What you have to do
Reproduce exactly, and only, the lines running from the start of the entries below to the line containing "Query: tan boulder".

[Items from a data source]
:::::
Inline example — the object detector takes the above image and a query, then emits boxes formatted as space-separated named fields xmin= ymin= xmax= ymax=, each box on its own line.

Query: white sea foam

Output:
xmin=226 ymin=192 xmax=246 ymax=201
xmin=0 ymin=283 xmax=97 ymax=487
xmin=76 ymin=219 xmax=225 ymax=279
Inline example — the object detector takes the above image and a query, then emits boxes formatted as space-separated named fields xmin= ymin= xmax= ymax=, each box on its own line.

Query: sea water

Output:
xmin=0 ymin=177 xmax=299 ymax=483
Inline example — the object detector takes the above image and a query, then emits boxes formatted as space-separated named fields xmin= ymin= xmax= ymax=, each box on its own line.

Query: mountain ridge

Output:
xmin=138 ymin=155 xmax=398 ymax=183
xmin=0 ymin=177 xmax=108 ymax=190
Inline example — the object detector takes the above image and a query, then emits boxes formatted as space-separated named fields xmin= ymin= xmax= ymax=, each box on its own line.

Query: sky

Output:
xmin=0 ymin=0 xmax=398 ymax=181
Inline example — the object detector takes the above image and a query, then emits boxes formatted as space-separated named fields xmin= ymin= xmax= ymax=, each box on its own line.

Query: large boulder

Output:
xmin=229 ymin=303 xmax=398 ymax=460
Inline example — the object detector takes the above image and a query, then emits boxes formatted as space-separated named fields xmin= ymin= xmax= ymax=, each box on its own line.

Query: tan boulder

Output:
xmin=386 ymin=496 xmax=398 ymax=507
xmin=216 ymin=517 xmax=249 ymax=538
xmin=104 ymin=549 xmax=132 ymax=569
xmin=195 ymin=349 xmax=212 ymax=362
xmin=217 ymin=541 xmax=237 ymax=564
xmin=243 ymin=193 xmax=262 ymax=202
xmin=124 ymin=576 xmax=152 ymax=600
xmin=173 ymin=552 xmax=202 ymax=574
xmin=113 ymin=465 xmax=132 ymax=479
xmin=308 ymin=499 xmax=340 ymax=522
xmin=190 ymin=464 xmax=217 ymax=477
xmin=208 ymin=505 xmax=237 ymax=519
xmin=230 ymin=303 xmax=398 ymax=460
:::::
Written answer
Inline example — the object detector takes the above image and a query, then emits boxes formatted as space-separated named fields xmin= ymin= xmax= ymax=, each box on its own line.

Query: white sea foam

Output:
xmin=226 ymin=192 xmax=246 ymax=201
xmin=0 ymin=283 xmax=97 ymax=487
xmin=76 ymin=219 xmax=225 ymax=279
Inline example — the object detector takes the above image and a query, then emits boxes formatted as space-separated named fields xmin= ymin= xmax= ymax=, each box on its own line.

Query: sea water

Output:
xmin=0 ymin=177 xmax=299 ymax=483
Inline example — the object detector takes the above image and a query, then emits boxes formatted as space-separated named fields xmin= ymin= xmax= ymax=, each box on its own line.

Query: mountain ridge

Output:
xmin=138 ymin=155 xmax=398 ymax=183
xmin=0 ymin=177 xmax=108 ymax=190
Inline example — the object detector takes the above image and a query, then emits boxes formatted as space-separated named fields xmin= ymin= xmax= ymax=, each box on its own line.

Query: sky

Output:
xmin=0 ymin=0 xmax=398 ymax=181
Inline example — the object detector takes the above image and a query, then emits boxes formatted as space-separated named fields xmin= ymin= xmax= ymax=, each box on its own line.

Query: large boulder

Output:
xmin=229 ymin=303 xmax=398 ymax=460
Inline example — the object detector takes the above image and a query, then emits boxes formatted as space-separated named fields xmin= ymin= xmax= ymax=, each box on its own line.

Query: tan boulder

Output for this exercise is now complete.